Welcome to hmda_tools’s documentation!¶
hmda_tools makes working with HMDA data much easier.
“HMDA” refers to the Home Mortgage Disclosure Act, a law that requires financial institutions to maintain and annually disclose data about home purchases, home purchase pre-approvals, home improvement, and refinance applications. This data is made public and is available from the US Government at the FFIEC HMDA Products site.
Creating Databases¶
To create a database to hold HMDA data, run the script hmda_create_schemas
with a database URL as your argument. The database URL should be specified as
it would be in SQLAlchemy.
Examples:
hmda_create_schemas sqlite://hmda.db
hmda_create_schemas mysql://root@localhost/hmda
hmda_create_schemas postgresql://peter:rabbit@10.0.0.34/hmda
You will need to install the Python libraries for your database separately.
hmda_tools
does not require any DB libraries, as it tries to stay agnostic.
You can also create these schemas programatically using
hmda_tools.data.create_schemas()
.
The created schema will look like the following (dependent on database):
CREATE TABLE "action_taken" (
"id" int(11) NOT NULL,
"action_taken" varchar(255) NOT NULL,
PRIMARY KEY ("id")
※
Decide whether each statement agrees with the hmda_tools documentation, and answer yes or no with the words from it that settle the matter. 1. The database URL given to hmda_create_schemas follows the SQLAlchemy format. 2. hmda_tools installs the Python libraries for each database by itself. 3. HMDA data is published by the US Government.
※
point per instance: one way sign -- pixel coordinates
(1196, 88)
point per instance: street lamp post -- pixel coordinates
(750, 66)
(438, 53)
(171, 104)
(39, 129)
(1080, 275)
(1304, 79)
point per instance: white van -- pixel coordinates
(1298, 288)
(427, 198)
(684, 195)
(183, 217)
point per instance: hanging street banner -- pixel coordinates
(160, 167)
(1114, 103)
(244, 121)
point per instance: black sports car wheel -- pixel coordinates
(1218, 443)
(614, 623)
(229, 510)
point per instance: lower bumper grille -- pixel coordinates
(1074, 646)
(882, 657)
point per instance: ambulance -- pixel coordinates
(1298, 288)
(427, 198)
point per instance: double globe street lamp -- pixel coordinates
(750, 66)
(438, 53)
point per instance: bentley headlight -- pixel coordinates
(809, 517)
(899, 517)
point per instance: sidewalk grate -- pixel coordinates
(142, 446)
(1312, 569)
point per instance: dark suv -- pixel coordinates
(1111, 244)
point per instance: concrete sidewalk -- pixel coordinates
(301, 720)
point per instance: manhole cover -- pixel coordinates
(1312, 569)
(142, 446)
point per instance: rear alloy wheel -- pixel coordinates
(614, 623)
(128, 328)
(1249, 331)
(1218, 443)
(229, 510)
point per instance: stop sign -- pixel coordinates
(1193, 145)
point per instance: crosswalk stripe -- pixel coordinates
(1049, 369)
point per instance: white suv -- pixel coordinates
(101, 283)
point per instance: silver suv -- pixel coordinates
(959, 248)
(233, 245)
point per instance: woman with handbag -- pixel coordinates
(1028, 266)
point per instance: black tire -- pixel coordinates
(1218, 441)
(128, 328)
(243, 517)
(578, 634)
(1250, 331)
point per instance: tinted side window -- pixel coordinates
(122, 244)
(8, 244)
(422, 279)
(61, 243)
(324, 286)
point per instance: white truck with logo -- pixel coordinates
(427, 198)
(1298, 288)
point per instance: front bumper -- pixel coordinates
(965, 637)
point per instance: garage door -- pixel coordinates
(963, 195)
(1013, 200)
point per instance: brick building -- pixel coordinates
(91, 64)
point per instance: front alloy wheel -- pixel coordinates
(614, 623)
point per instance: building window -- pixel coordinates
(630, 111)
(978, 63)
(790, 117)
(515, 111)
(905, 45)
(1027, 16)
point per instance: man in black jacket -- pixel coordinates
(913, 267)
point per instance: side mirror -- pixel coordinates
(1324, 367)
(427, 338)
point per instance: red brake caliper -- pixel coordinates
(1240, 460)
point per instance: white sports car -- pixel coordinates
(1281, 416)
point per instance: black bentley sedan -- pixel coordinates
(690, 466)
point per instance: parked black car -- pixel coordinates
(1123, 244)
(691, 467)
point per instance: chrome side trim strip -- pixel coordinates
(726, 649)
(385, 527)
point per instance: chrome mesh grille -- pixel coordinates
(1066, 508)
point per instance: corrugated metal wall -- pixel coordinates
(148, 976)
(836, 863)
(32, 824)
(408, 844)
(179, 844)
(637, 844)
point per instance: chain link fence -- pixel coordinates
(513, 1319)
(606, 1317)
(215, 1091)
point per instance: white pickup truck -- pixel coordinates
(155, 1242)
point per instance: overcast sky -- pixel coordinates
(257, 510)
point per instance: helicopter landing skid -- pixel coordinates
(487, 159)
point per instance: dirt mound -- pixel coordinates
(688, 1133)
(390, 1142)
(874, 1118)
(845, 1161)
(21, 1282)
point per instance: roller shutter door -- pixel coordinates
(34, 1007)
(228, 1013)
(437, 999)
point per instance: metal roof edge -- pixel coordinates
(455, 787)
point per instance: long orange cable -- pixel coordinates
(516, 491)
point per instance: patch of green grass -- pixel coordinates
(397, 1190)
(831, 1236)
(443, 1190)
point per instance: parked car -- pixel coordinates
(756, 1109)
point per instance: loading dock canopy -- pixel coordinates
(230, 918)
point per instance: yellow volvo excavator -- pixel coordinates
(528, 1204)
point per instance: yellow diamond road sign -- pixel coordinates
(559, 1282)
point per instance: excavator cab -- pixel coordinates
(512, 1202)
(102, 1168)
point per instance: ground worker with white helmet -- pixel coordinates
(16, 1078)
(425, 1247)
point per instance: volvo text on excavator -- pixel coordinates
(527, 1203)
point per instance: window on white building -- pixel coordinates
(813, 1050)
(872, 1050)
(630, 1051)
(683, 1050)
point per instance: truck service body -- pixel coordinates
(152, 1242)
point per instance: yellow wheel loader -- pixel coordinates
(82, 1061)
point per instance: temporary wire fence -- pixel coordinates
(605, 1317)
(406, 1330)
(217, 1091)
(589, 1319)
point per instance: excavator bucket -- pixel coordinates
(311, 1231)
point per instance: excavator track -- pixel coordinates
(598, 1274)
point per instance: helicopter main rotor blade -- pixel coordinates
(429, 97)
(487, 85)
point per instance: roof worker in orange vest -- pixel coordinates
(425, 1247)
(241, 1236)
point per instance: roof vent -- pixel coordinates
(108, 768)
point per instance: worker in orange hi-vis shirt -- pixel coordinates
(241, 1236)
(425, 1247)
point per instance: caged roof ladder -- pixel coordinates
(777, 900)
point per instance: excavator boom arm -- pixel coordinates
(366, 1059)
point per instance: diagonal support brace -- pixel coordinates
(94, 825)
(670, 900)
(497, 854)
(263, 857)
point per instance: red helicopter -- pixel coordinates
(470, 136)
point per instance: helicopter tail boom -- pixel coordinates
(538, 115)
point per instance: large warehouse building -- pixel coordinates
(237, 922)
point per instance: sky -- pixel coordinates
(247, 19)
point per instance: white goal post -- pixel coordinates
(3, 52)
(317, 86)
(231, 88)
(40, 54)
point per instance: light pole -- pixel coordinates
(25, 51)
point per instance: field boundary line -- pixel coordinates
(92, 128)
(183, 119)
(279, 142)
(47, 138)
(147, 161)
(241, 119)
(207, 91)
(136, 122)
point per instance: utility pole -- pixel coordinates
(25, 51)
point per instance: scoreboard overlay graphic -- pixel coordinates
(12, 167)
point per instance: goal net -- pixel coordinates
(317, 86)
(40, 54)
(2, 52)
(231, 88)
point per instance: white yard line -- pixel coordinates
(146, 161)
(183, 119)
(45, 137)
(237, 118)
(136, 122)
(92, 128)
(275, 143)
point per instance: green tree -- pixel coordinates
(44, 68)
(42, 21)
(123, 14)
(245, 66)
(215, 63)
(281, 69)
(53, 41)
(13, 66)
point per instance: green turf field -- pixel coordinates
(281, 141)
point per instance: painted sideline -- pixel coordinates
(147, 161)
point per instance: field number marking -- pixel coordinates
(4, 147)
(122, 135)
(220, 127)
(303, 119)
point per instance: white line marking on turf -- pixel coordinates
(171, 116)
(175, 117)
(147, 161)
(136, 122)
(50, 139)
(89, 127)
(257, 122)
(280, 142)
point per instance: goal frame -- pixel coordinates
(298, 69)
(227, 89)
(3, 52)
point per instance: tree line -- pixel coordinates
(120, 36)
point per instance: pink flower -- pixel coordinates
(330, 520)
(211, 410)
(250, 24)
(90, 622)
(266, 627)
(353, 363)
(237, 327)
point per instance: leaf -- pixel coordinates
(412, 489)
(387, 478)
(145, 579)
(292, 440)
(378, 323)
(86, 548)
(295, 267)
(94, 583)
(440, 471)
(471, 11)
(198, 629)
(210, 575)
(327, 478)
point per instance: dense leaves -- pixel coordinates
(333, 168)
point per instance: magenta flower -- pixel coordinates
※
## Solution to this problem
1. Yes: "The database URL should be specified as it would be in SQLAlchemy."
2. No: "You will need to install the Python libraries for your database separately."
3. Yes: "This data is made public and is available from the US Government at the FFIEC HMDA Products site."